### Texto seleccionado
▽

«Toro»: Planeta España
Director: Kike Maíllo. Guión: Rafael Cobos y Fernando Navarro. Intérpretes: Mario Casas, Luis Tosar, José Sacristán, Ingrid García-Jonsson. España, 2016 Duración: 110 minutos. Thriller.
«España es un país de malos hermanos», afirma, con voz sentenciosa, Romano (tenebroso José Sacristán), el «capo» mafioso de este excéntrico thriller. Su título, «Toro», que coincide con el apodo del protagonista (eficaz Mario Casas), y la aparición fugaz del gigante distintivo de Osborne hacen pensar que el segundo largo de Kike Maíllo pretende pintar un fresco del lado más oscuro de nuestro país, en la línea de éxitos recientes como «El Niño» o «La isla mínima». Uno de los hallazgos más llamativos de «Toro» es el desfase entre los escenarios en que se desarrolla (puertos y playas desoladas, restaurantes chinos y salas de fiestas que imitan a clubes de Las Vegas preapocalípticos, edificios de cemento armado diseñados por el primo hermano de J.G. Ballard) y el momento en que transcurre la trama (la actualidad). Es una manera inteligente y vistosa de vincular la España de la Transición y la del desgobierno, proyectando la una en la otra, señalando que el legado del franquismo aún nos persigue como un fantasma que se resiste a desvanecerse. Localizaciones y dirección artística nos hablan de España como otro planeta que está en éste: atemporal en su adicción a los trapos sucios, anacrónico en sus tradiciones, extraterrestre en sus deudas con la filiación y la sangre. Algo así como la Nápoles de «Gomorra», pero con saetas de Semana Santa. El prólogo, excelente, nos prepara para un relato trágico, de tintes tan euripidescos como shakesperianos. En cinco minutos las cartas están echadas: Saturno devorando a sus hijos, traición entre hermanos y la Parca acechando a la vuelta de la esquina. Desafortunadamente, el esqueleto argumental de la película se revela mucho más arquetípico de lo que promete. Para entendernos, estamos más cerca de «Drive» que de «La noche es nuestra», aunque la película de Maíllo carece de la austera consistencia de la de Winding Refn. A veces, la ilógica del relato juega en su contra, como si los guionistas creyeran que la fuerza del «fatum» griego, aquí invocado a través del oráculo tarotista, fuera suficiente para justificar su deriva; en otras ocasiones, son sus extravagancias periféricas –por ejemplo, esa decorativa obsesión del villano por las vírgenes lloronas– las que dan singularidad, en su vertiente más «kitsch» y delirante, a una película tan extraña como presa de sus modelos.

△

[Registros de una colección]
▽

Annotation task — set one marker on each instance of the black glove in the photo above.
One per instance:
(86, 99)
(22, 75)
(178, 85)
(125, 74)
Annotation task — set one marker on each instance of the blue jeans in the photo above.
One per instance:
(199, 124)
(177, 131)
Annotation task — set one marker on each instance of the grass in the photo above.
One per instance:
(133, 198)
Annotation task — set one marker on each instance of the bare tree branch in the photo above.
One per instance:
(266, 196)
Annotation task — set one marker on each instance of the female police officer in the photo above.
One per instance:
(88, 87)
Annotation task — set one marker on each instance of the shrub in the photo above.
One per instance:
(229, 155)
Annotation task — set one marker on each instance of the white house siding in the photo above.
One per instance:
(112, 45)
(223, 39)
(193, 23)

△

### Ejercicio 1
En la reseña de «Toro», ¿qué actor interpreta a Romano, el «capo» mafioso?
### Ejercicio 2
Según la reseña de «Toro», ¿por qué resulta un acierto el desfase entre los escenarios de la película y el momento actual en que transcurre la trama?
Los ítems no guardan ninguna relación con el texto.

### Respuesta 1
José Sacristán.

### Respuesta 2
Porque vincula de manera inteligente y vistosa la España de la Transición y la del desgobierno, proyectando la una en la otra. Así señala que el legado del franquismo aún nos persigue como un fantasma que se resiste a desvanecerse.